**TEXT PROVIDED**
College Planning Resources

Parent College Planning Tips

College Visits

  • Before making a campus visit, you should sit down with your child and see if they object if you ask your own set of questions
    • Review your questions with them
    • If they say No, ask if they wouldn’t mind asking the questions in a way that they are comfortable with, which means the questions may need to be rewritten
  • It is best to set up an appointment with the college rather than  a casual stop by approach
    • Verify the times available for visiting potential students and parents
    • Allow enough time to see the campus and immunities as well as sit with an Admission Counselor or Financial Aid to ask questions
  • Consider the time of when you will make a campus visit
    • Visiting during Summer Sessions is a different time and atmosphere than the normal academic semester sessions
    • Depending on how far apart each campus visit is from one another, it is best to schedule no more than two visits a day so you are not rushing or running behind
    • If your visits require hotel accommodations, ask the college what they suggest and also ask what campus events or activities are scheduled and try to attend


Type of Colleges

  • Public schools are supported by the state's taxpayers. Students pay 30 percent or less of the actual cost of education, and the state covers the rest. Because residents of the state already support the school through taxes, public schools charge residents (in-state students) less than nonresidents (out-of-state students).
  • Private schools provide their own funding and tend to be more expensive than public schools. Since private schools are not tax-supported, they also tend to be more innovative in developing college financing plans, tuition assistance programs, and financial aid award packages.
  • Community Colleges that have a 2+2 Program
  • The 2+2 options is a unique dual admission offered program that allows the student to attend for 2 years and transfer to another selected four year institution where there is an agreement for accepting earned college credits


How to Pay for College - Develop a Financial Plan

There are four basic steps to pay for college.

  1. Estimate the cost of where your child wants to attend college
  2. Create a personal and or family budget to determine how much you will be able to save or how you will need to save on a monthly basis
  3. Consider the monetary difference of your savings and the college cost with financial aid and other assistance such as loans, work study, scholarships
  • Gift aid (aid that doesn't have to be paid back like grants and scholarships)
  • Loans (money you pay back)
  • Work programs (where you earn wages to apply toward college).


  1. Apply for financial aid even if you don't think you qualify.
  • Every school has its own financial aid process
  • The financial aid process starts by filling out the FAFSA (Free Application for Federal Student Aid)
  • Fill out your FAFSA as soon after January 1 (before your freshman year) as you can

Decision Points

  • Start the college search process early
    • Have your child register and take standardize tests such as ACT, SAT, AP, PSAT
    • Size and Location
      • How big of a college (student body size taking into account all areas of full time, part time, commuters, online, etc.)

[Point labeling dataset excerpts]
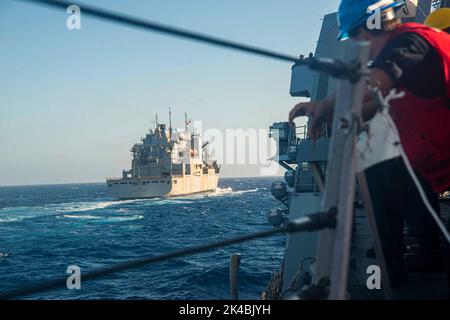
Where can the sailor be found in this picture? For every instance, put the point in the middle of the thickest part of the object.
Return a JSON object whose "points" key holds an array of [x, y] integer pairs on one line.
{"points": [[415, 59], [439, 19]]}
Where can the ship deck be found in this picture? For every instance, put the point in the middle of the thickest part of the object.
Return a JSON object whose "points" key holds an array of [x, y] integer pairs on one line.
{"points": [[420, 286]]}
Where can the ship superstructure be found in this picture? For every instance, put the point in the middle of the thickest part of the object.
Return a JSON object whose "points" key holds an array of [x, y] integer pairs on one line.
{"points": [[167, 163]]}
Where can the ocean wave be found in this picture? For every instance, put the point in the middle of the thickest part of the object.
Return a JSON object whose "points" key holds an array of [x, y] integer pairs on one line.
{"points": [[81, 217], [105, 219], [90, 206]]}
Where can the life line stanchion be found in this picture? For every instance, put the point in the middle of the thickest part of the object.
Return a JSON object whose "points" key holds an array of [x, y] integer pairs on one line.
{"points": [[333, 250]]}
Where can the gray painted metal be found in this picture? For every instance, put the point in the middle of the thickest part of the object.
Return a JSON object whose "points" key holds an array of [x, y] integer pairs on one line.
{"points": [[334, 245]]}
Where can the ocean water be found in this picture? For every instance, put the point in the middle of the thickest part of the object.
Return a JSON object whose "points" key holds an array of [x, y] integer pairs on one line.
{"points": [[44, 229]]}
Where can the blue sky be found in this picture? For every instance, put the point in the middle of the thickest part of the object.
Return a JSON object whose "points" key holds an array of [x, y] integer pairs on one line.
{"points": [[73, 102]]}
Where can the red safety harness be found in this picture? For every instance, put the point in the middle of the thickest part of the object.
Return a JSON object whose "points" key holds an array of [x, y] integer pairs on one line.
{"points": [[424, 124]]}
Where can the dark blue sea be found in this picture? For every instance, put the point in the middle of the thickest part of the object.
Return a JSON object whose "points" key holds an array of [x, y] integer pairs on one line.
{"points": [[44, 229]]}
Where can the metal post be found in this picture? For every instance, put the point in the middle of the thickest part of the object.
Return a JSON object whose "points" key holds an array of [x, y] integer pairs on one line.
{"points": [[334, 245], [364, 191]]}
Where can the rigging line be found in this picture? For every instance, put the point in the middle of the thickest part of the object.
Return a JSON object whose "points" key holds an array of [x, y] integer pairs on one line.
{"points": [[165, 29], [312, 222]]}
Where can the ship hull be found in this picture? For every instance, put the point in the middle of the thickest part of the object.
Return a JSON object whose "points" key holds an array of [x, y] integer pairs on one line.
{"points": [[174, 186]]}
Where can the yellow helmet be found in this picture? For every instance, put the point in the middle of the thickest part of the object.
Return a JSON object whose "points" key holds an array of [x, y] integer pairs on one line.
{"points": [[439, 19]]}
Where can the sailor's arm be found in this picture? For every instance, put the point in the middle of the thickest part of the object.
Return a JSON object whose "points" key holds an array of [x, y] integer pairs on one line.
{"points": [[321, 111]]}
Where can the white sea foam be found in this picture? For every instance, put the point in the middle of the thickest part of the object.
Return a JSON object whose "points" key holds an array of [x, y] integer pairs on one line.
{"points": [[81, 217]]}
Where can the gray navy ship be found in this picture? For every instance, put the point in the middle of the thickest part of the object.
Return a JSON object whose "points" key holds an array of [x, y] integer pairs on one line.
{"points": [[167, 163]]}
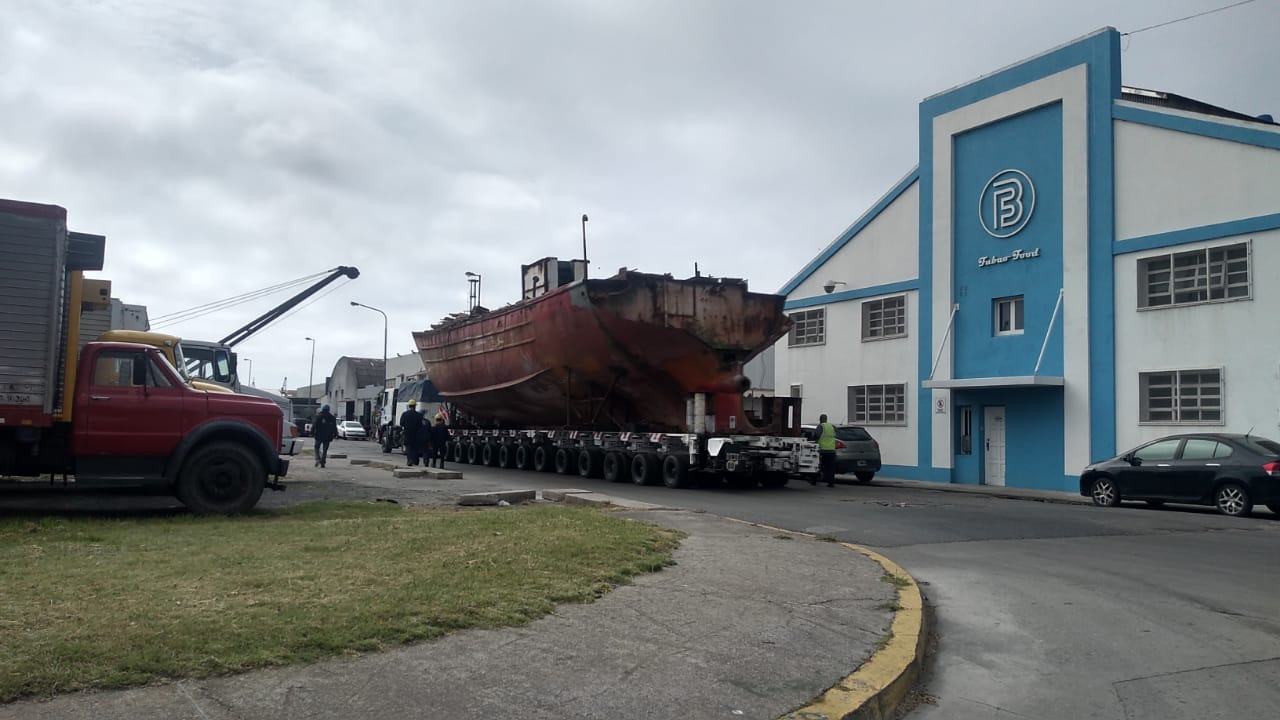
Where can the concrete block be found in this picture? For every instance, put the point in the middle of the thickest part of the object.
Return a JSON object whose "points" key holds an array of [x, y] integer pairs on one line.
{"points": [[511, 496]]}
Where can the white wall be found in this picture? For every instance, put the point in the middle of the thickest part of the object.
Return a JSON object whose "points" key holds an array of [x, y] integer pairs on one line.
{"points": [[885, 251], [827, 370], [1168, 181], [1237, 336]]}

**PARTS OF THE EXERCISE**
**a.** In the college planning tips, what is the most campus visits that should be scheduled in one day?
**b.** Reproduce the part of the records that opens with the line containing "Where can the rigging" and runs through the end of the records, requests included, adding 37 to every coordinate in the answers. Leave the pictures out.

**ANSWERS IN ORDER**
**a.** No more than two visits a day.

**b.**
Where can the rigging line be found in this picture? For every instance, put the point in the middle of the thickest part of the object.
Return a JSON object whose "points" key holds an array of [x, y] integer pairs on one line.
{"points": [[202, 66], [349, 259]]}
Where can the ship hull be found in this picture? For every instance, put the point in the middle of the thickest part of the object.
Return a JSON object whose "points" key holds an array of [x, y] integer pairs on one line.
{"points": [[211, 223]]}
Where can the yellow helmet be found in this picture? For every instance, put the point in the middle of the thickest part of the object.
Return a JSON object whose "points" key holds an array of [x, y] integer pairs on one line.
{"points": [[476, 56]]}
Where can the sailor's arm be found in this picture? For every instance, put the point in the middle of the thickest part of the object.
Return a JSON object whose "points" key holds an array of [x, y] integer pairs on one line.
{"points": [[358, 148]]}
Where can the white sea foam be found in this picture? For every instance, put the point in the middle of the thickest part of the object.
Return a JSON object whose "points" key holds an array of [x, y] integer pairs on one line.
{"points": [[118, 254]]}
Where can the gray navy ship be found in this picture? For every instance, put the point in the middle of the thickest part of the object.
Return a JSON object whose "points" key holds an array of [x, y] integer pairs on one line.
{"points": [[204, 200]]}
Where can the concrete block be found in this picture? For every instance, put the point in the middle of the thickest part of the object.
Return a JSON object whose "points" key holds an array of [x, y] integer pairs on one line.
{"points": [[548, 533]]}
Where can the white wall be found in this picture? For every instance, put the point in the middle of the thickest part of the object.
Return a JSON object whose "points" key holds an array of [x, y] integer pairs on one line.
{"points": [[922, 288], [864, 407], [1205, 218], [1274, 373]]}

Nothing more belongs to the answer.